## Exercise
From the OPAL use-case guide below, write out word for word the section between "Common Use Cases¶" and "the past week.", inclusive.

Common Use Cases¶

This guide shows you how to use OPAL for specific real-world scenarios. Each use case includes the exact commands, expected outputs, and practical tips.

News Monitoring Use Cases¶

Use Case 1: Track Weekly Political News¶

Scenario: You want to monitor Alabama political news from both major news sources for the past week.

Commands:

# Scrape 1819 News for political articles
python -m opal --url https://1819news.com/ --parser Parser1819 --suffix /news/item --max_pages 10 --output weekly_1819_politics.json

# Scrape Alabama Daily News for political articles  
python -m opal --url https://www.aldailynews.com/ --parser ParserDailyNews --suffix /news/item --max_pages 10 --output weekly_daily_politics.json

Expected Output: - Two JSON files with 50-100 articles each - Articles from the past week (news sites typically show recent content first) - Processing time: 5-10 minutes per source

Pro Tips: - Run these commands on the same day each week for consistency - Use --max_pages 5 for faster results if you just want recent highlights - Save files with dates: weekly_1819_2024-01-15.json

Use Case 2: Research Specific Topics¶

Scenario: You're researching coverage of education policy in Alabama news.

Commands:

# Collect all recent articles from both sources
python -m opal --url https://1819news.com/ --parser Parser1819 --max_pages 20 --output education_research_1819.json

python -m opal --url https://www.aldailynews.com/ --parser ParserDailyNews --max_pages 20 --output education_research_daily.json

Post-Processing (filter for education topics):

import json

# Load the data
with open('education_research_1819.json', 'r') as f:
    data = json.load(f)

# Filter for education-related articles
education_keywords = ['education', 'school', 'teacher', 'student', 'classroom', 'university', 'college']
education_articles = []

for article in data['articles']:
    title_lower = article['title'].lower()
    content_lower = article['content'].lower()

    if any(keyword in title_lower or keyword in content_lower for keyword in education_keywords):
        education_articles.append(article)

print(f"Found {len(education_articles)} education-related articles out of {len(data['articles'])} total")

# Save filtered results
filtered_data = {
    'articles': education_articles,
    'metadata': data['metadata'],
    'filter_applied': 'education keywords',
    'original_count': len(data['articles']),
    'filtered_count': len(education_articles)
}

with open('education_articles_filtered.json', 'w') as f:
    json.dump(filtered_data, f, indent=2)

Entries from a point annotation set
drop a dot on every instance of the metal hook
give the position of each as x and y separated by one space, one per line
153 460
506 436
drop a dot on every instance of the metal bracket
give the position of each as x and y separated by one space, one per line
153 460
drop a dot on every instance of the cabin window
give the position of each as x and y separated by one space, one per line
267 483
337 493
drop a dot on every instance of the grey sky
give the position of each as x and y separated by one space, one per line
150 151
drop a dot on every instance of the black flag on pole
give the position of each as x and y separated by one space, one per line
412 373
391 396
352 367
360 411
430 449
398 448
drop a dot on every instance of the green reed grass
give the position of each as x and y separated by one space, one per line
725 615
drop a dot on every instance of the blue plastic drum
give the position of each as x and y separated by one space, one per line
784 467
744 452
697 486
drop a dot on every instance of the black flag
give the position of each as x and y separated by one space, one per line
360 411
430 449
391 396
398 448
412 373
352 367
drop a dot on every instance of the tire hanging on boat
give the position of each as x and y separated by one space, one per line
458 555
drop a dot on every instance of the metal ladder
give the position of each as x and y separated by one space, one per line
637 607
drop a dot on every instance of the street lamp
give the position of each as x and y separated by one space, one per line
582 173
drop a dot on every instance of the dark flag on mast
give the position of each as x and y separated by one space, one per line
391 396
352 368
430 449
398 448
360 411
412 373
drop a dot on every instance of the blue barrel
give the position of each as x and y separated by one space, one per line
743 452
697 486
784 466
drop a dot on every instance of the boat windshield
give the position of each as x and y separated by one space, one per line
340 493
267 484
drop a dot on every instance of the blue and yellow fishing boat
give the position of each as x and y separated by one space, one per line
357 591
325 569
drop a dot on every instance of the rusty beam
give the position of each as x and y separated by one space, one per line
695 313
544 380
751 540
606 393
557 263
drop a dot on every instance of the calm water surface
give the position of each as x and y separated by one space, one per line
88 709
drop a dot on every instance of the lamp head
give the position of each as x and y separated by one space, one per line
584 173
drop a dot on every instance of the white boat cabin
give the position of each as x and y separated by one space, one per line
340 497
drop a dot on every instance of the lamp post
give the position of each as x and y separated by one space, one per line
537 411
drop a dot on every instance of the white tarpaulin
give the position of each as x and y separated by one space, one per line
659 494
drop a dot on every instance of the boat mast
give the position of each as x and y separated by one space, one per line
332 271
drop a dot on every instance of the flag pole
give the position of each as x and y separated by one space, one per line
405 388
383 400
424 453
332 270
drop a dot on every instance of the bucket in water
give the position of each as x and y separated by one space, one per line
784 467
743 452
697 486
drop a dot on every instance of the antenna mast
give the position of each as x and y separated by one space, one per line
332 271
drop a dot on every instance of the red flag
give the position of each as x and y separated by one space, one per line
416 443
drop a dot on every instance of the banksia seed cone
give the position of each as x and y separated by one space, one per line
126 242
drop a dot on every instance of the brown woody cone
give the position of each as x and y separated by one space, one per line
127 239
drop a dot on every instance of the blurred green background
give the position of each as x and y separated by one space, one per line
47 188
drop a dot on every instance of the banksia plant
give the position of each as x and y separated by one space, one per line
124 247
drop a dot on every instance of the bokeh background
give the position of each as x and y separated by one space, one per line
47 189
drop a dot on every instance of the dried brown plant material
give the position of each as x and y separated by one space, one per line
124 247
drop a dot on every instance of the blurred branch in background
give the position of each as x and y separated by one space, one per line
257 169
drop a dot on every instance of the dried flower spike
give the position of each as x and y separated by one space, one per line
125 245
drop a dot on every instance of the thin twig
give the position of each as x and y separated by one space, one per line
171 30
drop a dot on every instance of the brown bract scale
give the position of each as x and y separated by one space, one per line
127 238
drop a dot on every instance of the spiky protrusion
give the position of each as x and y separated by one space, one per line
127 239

## The solution
Common Use Cases¶

This guide shows you how to use OPAL for specific real-world scenarios. Each use case includes the exact commands, expected outputs, and practical tips.

News Monitoring Use Cases¶

Use Case 1: Track Weekly Political News¶

Scenario: You want to monitor Alabama political news from both major news sources for the past week.